ArtVoice Update: Last Week’s Bookmarks/Cutting Room Floor Bookmark/Ripley Interview in Limbo

December 21, 2006

     I have no goddamned idea why the Ripley interview hasn’t run yet, but I know that ‘In The Margins’ is a cramped section as is and perhaps they had more pressing seasonal articles to run.  We were both told that it would run last week or this week and still nothing, so I give up on looking for it at this point.  It’s looking like it might get stuck in development hell and I put the time in on the interview two months ago, so who knows…

     In the meantime, here are the two bookmarks that ran last week (‘Lost Girls’ and ‘Hellblazer: Empathy Is The Enemy’ along with the graphic novel review they didn’t run (Justice: Book One).  I’m going out to do two bar reviews in one night tonight for Night Life so I’ll leave it at that.  And as far as ‘Cheap Degenerate’s Guide To Buffalo Bars’, if you haven’t purchased it yet from the site, hold off for a week; I’m converting it into a 5×8 paperback for portable purposes.  And YourHub contacted me today about a SECOND lunch to discuss things, so keep your fingers crossed for me.  Great things could be on the horizon.  Seeya,

Tom Waters

It’s been too long since Alex Ross committed to a full project in the field of comics thanks to the runaway success of his career as an artist. Justice: Book 1 (DC, $19.99) with Jim Krueger and Doug Braithwaite marks his triumphant return to form in a genre he’s a natural at. For what’s conceived as a twelve part hardcover series, one can’t help but feel that he’s feeding off of the introspective and humanizing work that writer Rags Morales accomplished with Brad Meltzer and Michael Bair in Identity Crisis (DC, $24.99, 2006), and while the first volume is the sincerest form of flattery, it’s still imitation. Hopefully the lofty ambitions of a twelve book story arc will transcend it’s humble and unoriginal origins. Justice not only turns the tables on Good Versus Evil, it flips the table over as DC’s greatest Super Villains conspire to cure all the world’s ills in a plot to discredit, dismember and destroy their superheroic counterparts, The Justice League Of America. Ross’ artwork has evolved to the point where his menagerie of characters no longer look like they’re 45, which is a bonus. At $19.99 for a slim hardcover, it’s a small investment for any avid collector or DC super freak. As a longtime Joker fanatic, I hope that the clown prince of evil makes more than a passing cameo in the volumes to come. While nowhere near as flawless and crafty as Kingdom Come (DC, 1997), it still towers over the heart bleeding banality of The World’s Greatest Superheroes (2005).
#####
Your goal = Reproduce the entire ArtVoice update above word for word, from its title line through the final sentence of the review.

Data section =
#####
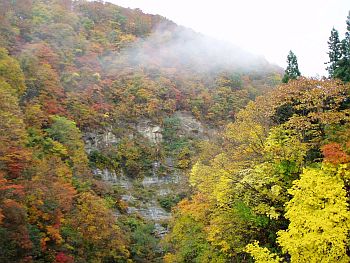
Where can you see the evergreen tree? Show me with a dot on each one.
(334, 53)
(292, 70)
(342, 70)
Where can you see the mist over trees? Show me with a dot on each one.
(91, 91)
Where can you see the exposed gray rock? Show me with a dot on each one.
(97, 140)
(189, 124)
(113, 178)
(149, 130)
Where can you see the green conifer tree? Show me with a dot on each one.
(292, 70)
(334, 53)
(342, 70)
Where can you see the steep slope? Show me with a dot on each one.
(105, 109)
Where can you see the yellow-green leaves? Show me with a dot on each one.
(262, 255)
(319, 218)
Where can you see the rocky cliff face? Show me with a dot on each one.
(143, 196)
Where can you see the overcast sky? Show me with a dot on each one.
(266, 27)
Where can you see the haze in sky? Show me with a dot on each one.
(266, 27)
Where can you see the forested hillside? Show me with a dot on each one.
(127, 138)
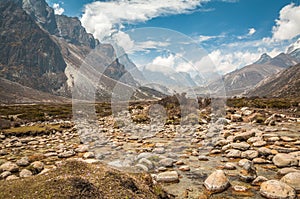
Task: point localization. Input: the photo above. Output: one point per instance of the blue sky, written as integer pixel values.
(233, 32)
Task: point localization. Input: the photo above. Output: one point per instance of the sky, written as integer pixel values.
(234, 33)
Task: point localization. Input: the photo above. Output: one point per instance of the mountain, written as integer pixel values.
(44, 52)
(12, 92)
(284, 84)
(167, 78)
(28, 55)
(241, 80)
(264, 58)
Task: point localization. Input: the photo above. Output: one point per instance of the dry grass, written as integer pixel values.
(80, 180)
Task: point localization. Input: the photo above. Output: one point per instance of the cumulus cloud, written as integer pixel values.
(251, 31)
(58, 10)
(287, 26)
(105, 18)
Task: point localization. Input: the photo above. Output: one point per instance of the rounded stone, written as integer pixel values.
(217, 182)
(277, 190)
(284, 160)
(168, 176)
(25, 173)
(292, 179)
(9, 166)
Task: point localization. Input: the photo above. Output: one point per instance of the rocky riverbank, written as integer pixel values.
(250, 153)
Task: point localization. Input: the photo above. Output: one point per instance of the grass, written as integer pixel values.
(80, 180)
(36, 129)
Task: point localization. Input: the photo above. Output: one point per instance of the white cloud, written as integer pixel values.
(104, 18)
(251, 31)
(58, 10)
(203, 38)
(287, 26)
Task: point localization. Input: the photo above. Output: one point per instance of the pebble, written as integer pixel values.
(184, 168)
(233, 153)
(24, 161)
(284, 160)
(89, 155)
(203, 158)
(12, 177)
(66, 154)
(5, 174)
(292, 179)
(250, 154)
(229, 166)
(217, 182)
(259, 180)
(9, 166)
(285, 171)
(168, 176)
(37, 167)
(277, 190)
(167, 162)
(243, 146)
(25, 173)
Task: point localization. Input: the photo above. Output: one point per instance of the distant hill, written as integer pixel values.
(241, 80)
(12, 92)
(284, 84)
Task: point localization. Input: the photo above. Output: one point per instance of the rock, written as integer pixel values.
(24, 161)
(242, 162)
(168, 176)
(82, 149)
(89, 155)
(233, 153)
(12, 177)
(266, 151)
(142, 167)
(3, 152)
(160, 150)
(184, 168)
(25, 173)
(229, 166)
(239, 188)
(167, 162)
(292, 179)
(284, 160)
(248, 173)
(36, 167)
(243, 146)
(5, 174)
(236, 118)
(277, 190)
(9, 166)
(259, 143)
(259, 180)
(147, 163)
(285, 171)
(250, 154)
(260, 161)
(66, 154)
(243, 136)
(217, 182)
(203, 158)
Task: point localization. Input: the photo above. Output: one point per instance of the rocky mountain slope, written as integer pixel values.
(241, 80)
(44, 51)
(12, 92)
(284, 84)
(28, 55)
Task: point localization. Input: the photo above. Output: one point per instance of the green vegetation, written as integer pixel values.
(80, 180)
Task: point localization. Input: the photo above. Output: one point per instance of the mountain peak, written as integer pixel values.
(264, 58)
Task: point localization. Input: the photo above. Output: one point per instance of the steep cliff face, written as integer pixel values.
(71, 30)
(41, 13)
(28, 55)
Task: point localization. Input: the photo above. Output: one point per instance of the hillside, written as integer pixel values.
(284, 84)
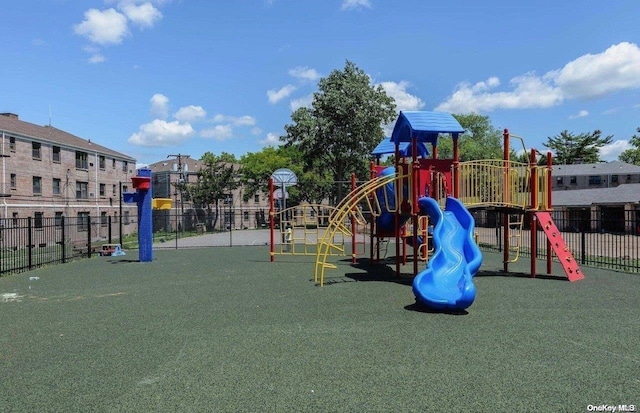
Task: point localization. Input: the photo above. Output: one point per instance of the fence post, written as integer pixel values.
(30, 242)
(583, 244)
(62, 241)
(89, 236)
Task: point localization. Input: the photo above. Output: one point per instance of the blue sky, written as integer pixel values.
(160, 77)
#####
Finished task =
ArtVoice Update: Last Week’s Bookmarks/Cutting Room Floor Bookmark/Ripley Interview in Limbo

December 21, 2006

     I have no goddamned idea why the Ripley interview hasn’t run yet, but I know that ‘In The Margins’ is a cramped section as is and perhaps they had more pressing seasonal articles to run.  We were both told that it would run last week or this week and still nothing, so I give up on looking for it at this point.  It’s looking like it might get stuck in development hell and I put the time in on the interview two months ago, so who knows…

     In the meantime, here are the two bookmarks that ran last week (‘Lost Girls’ and ‘Hellblazer: Empathy Is The Enemy’ along with the graphic novel review they didn’t run (Justice: Book One).  I’m going out to do two bar reviews in one night tonight for Night Life so I’ll leave it at that.  And as far as ‘Cheap Degenerate’s Guide To Buffalo Bars’, if you haven’t purchased it yet from the site, hold off for a week; I’m converting it into a 5×8 paperback for portable purposes.  And YourHub contacted me today about a SECOND lunch to discuss things, so keep your fingers crossed for me.  Great things could be on the horizon.  Seeya,

Tom Waters

It’s been too long since Alex Ross committed to a full project in the field of comics thanks to the runaway success of his career as an artist. Justice: Book 1 (DC, $19.99) with Jim Krueger and Doug Braithwaite marks his triumphant return to form in a genre he’s a natural at. For what’s conceived as a twelve part hardcover series, one can’t help but feel that he’s feeding off of the introspective and humanizing work that writer Rags Morales accomplished with Brad Meltzer and Michael Bair in Identity Crisis (DC, $24.99, 2006), and while the first volume is the sincerest form of flattery, it’s still imitation. Hopefully the lofty ambitions of a twelve book story arc will transcend it’s humble and unoriginal origins. Justice not only turns the tables on Good Versus Evil, it flips the table over as DC’s greatest Super Villains conspire to cure all the world’s ills in a plot to discredit, dismember and destroy their superheroic counterparts, The Justice League Of America. Ross’ artwork has evolved to the point where his menagerie of characters no longer look like they’re 45, which is a bonus. At $19.99 for a slim hardcover, it’s a small investment for any avid collector or DC super freak. As a longtime Joker fanatic, I hope that the clown prince of evil makes more than a passing cameo in the volumes to come. While nowhere near as flawless and crafty as Kingdom Come (DC, 1997), it still towers over the heart bleeding banality of The World’s Greatest Superheroes (2005).